= Consigne 1 =
Selon le texte ci-dessous sur le projet de Constitution européenne, pourquoi la création d'un ministre européen des affaires étrangères ne suffit-elle pas à faire parler l'Europe d'une seule voix ? Répondez en une à trois phrases.
::: Extrait source
Rejeter ce projet de traité est donc nécessaire pour assurer l’avenir de l’Europe.  

1 Ce qu’est un texte constitutionnel…

La fonction d’une coutume ou d’un texte constitutionnel est d’éviter la violence à l’intérieur des sociétés, tandis que les traités internationaux ont pour but de maintenir la paix entre les entités souveraines, non subordonnées à des entités politiques supérieures.
Un texte constitutionnel doit donc énoncer les droits des citoyens, assurer la confrontation pacifique des intérêts des groupes sociaux, et préciser les règles de dévolution, d’exercice et de contrôle du pouvoir. Il doit indiquer aussi comment ces droits et ces règles pourront être modifiés à l’avenir, selon les nécessités de l’évolution historique. Un projet de Constitution Européenne devrait donc exposer clairement de telles règles, et le long passé de l’Europe incite, en bonne raison, à partir de l’existant, les Nations et les Etats, et à instituer d’abord des règles assurant leur coopération, aisément et sans conflits.

2 … que ce texte n’est pas.  

Or le texte qui nous est proposé subordonne les Etats à une Union politique sans préciser clairement comment elle sera gouvernée. Le pouvoir paraît partagé entre plusieurs instances, au point qu’on ne sait où il serait : parmi les commissaires, ou bien les chefs de gouvernements, ou encore les futurs super-ministres ? On ne sait pas non plus comment les intérêts en présence, nationaux, sociaux, économiques, seraient représentés : par les ministres, par le Parlement Européen pourtant si peu représentatif ? Le pouvoir sera donc à prendre, à travers tractations, barguignages et coups fourrés.


Le pouvoir à prendre

Prenons un exemple : un ministre européen des affaires étrangères est prévu par ce projet de traité, et bien des gens disent : "C'est merveilleux, l'Europe parlera enfin d'une seule voix". Mais ce n'est pas tout de parler, encore faut-il avoir auparavant défini une politique, dégagé une décision acceptée de tous à partir de volontés différentes. Or rien n'est prévu pour cela. Décider de décider à l’unanimité est décider de ne jamais décider. Quel que soit le texte il faudra donc procéder autrement, à la majorité qualifiée ou bien à l’intrigue, à l’esbroufe ou à l’emporte-pièce. L'expérience montre que, dans l'état présent des rapports politiques, l'Europe ne parle d'une seule voix que lorsqu'elle répète les paroles du maître anglo-saxon. La partie sera donc belle pour le "fédérateur extérieur" comme disait de Gaulle, c'est à dire pour la seule puissance capable de définir une politique et de l'imposer en usant de son influence. Ainsi, si ce traité eût été en vigueur lors de la crise irakienne, toutes choses égales par ailleurs, l'Allemagne, la Belgique et la France eussent été mises en minorité, l'Union européenne aurait emboîté le pas aux Etats-Unis et des soldats européens gambaderaient en Irak sous commandement étasunien. L’Europe serait subordonnée étroitement et pour longtemps aux Etats-Unis. L'ONU aurait démontré son inféodation à la puissance dominante et ce parlement mondial serait honni par la moitié la plus pauvre du monde. L’opposition Nord-Sud serait devenue la césure principale dans le monde, et les haines s’exprimeraient sans retenue, se renforçant ainsi chaque jour davantage. Gâchis maximal.
::::::
::: Données fournies
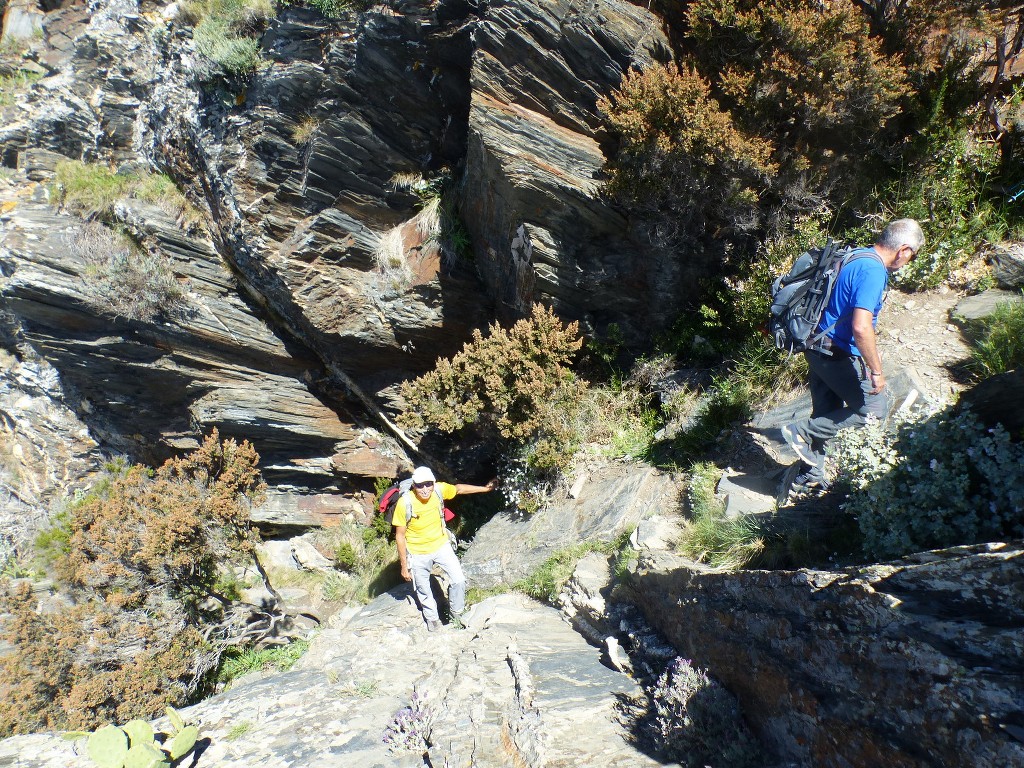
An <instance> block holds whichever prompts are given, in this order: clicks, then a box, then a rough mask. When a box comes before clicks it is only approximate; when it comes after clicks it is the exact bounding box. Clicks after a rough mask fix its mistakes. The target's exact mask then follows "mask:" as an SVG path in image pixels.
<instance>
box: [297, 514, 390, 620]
mask: <svg viewBox="0 0 1024 768" xmlns="http://www.w3.org/2000/svg"><path fill="white" fill-rule="evenodd" d="M315 541H316V545H317V547H319V548H322V549H324V550H325V551H328V552H333V553H334V556H335V567H336V568H338V570H339V571H344V572H333V573H329V574H328V575H327V577H326V578H324V577H321V578H319V580H321V585H319V590H321V594H322V596H323V597H324V599H325V600H330V601H332V602H344V603H349V602H359V603H365V602H368V601H369V600H370V599H371V598H373V597H376V596H377V595H379V594H381V593H382V592H384V591H386V590H387V589H389V588H391V587H393V586H394V585H395V584H396V583H397V580H398V578H399V577H398V573H397V570H396V567H395V566H396V563H397V558H398V554H397V550H396V549H395V546H394V543H393V542H392V541H391V525H390V524H389V523H387V522H386V521H385V520H384V516H383V515H380V514H375V515H374V519H373V523H372V525H369V526H362V525H356V524H354V523H342V524H340V525H336V526H332V527H331V528H323V529H321V530H318V531H317V532H316V535H315Z"/></svg>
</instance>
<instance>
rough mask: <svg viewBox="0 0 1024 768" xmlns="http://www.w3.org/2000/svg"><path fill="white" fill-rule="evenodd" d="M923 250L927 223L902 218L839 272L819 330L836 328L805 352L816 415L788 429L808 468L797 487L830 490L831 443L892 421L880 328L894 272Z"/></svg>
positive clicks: (797, 454)
mask: <svg viewBox="0 0 1024 768" xmlns="http://www.w3.org/2000/svg"><path fill="white" fill-rule="evenodd" d="M924 245H925V234H924V232H923V231H922V230H921V226H920V224H918V222H916V221H914V220H913V219H898V220H896V221H893V222H892V223H890V224H889V225H888V226H887V227H886V228H885V229H883V230H882V233H881V234H879V237H878V240H877V241H876V243H874V245H873V246H872V247H871V248H865V249H862V251H863V253H860V254H857V257H856V258H854V259H853V260H851V261H849V262H847V264H846V266H844V267H843V269H842V271H840V273H839V278H838V279H837V281H836V287H835V289H834V290H833V293H831V296H830V297H829V299H828V306H827V307H825V311H824V314H823V315H822V317H821V323H820V324H819V325H818V329H817V330H818V332H821V331H824V330H825V329H827V328H829V327H830V326H833V325H834V324H835V326H834V327H833V329H831V330H830V331H828V332H827V334H826V335H825V338H824V340H823V344H822V346H823V349H822V350H820V351H819V350H809V351H807V352H805V353H804V354H805V356H806V357H807V367H808V369H809V370H810V381H809V386H810V389H811V416H810V418H808V419H802V420H801V421H798V422H794V423H793V424H787V425H785V426H784V427H782V436H783V437H784V438H785V441H786V442H787V443H788V444H790V447H792V449H793V451H794V453H796V454H797V456H799V457H800V459H801V461H802V462H803V463H804V464H805V465H806V466H805V467H804V468H803V472H802V473H801V474H800V475H798V476H797V479H796V481H795V482H796V484H797V485H798V486H803V487H807V488H810V487H820V486H823V484H824V476H823V469H824V454H825V443H826V442H827V441H828V440H829V439H830V438H831V437H833V436H834V435H835V434H836V433H837V432H838V431H839V430H841V429H844V428H845V427H856V426H861V425H863V424H864V423H865V421H866V420H867V417H868V416H874V417H877V418H879V419H883V418H885V416H886V411H887V408H888V393H887V392H886V391H885V389H886V377H885V373H884V371H883V369H882V356H881V355H880V354H879V349H878V342H877V337H876V335H874V327H876V325H877V324H878V321H879V312H880V311H881V309H882V300H883V298H884V297H885V292H886V287H887V285H888V283H889V272H895V271H896V270H897V269H900V268H902V267H904V266H906V265H907V264H909V263H910V262H911V261H912V260H913V258H914V257H915V256H916V255H918V252H919V251H921V249H922V248H923V247H924ZM829 352H830V354H829Z"/></svg>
::::::
= Consigne 2 =
Transcrivez sous forme de liste JSON de chaînes, une chaîne par ligne et sans les lignes vides, les entrées depuis leur début jusqu'à la ligne contenant « box: [297, 514, 390, 620] », les deux bornes comprises. N'incluez pas les images.

= Réponse 1 =
Parler ne suffit pas : il faut d'abord avoir défini une politique et dégagé une décision acceptée de tous à partir de volontés différentes. Or le projet ne prévoit rien pour cela, et décider de décider à l'unanimité revient à décider de ne jamais décider.

= Réponse 2 =
[
  "An <instance> block holds whichever prompts are given, in this order: clicks, then a box, then a rough mask. When a box comes before clicks it is only approximate; when it comes after clicks it is the exact bounding box. Clicks after a rough mask fix its mistakes. The target's exact mask then follows \"mask:\" as an SVG path in image pixels.",
  "<instance>",
  "box: [297, 514, 390, 620]"
]